## WHAT IS BEING ASKED
Exactly reproduce the lines beginning with the line that includes "Question. For every instance of the convertible" and ending with the last line of the data.
================================
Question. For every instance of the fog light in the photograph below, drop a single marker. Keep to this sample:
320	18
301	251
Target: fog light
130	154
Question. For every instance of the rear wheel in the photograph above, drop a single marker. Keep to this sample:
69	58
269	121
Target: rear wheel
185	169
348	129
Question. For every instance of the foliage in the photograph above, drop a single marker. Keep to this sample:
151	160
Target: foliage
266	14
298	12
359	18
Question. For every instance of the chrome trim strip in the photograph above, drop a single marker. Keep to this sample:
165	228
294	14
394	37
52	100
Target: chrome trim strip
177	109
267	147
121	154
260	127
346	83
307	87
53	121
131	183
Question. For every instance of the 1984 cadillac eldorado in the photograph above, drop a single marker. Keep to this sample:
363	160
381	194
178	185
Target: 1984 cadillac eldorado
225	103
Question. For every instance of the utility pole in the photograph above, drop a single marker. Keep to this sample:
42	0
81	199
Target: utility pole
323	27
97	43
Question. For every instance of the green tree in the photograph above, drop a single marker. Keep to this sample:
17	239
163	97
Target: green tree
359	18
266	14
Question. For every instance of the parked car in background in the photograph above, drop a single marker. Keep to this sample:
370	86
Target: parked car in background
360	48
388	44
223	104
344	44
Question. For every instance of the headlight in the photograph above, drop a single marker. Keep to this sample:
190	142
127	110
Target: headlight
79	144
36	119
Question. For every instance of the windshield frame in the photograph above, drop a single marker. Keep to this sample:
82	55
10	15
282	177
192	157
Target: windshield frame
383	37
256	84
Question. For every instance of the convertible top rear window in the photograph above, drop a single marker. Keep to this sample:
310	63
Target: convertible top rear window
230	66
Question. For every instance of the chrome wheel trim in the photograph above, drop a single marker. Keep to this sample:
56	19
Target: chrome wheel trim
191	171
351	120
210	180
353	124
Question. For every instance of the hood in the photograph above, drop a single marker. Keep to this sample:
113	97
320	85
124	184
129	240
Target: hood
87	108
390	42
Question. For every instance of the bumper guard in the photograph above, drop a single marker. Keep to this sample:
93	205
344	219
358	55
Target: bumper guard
================================
## EXERCISE RESPONSE
Question. For every instance of the convertible top rear window in the photograph above, drop a single marker. Keep to this sample:
310	63
Target: convertible top rear window
230	66
Question. For every instance of the chrome wheel trim in the photograph above, drop a single marker. Keep to this sample:
56	19
Target: chrome wheel trim
191	171
351	120
210	180
353	124
Question. For every instance of the hood in the photograph above, drop a single marker. Keep to this sample:
113	97
320	85
124	184
129	240
Target: hood
87	108
390	42
Question. For every instance of the bumper guard in the photograph above, drop a single marker. Keep to this sample:
93	205
344	219
358	55
Target: bumper guard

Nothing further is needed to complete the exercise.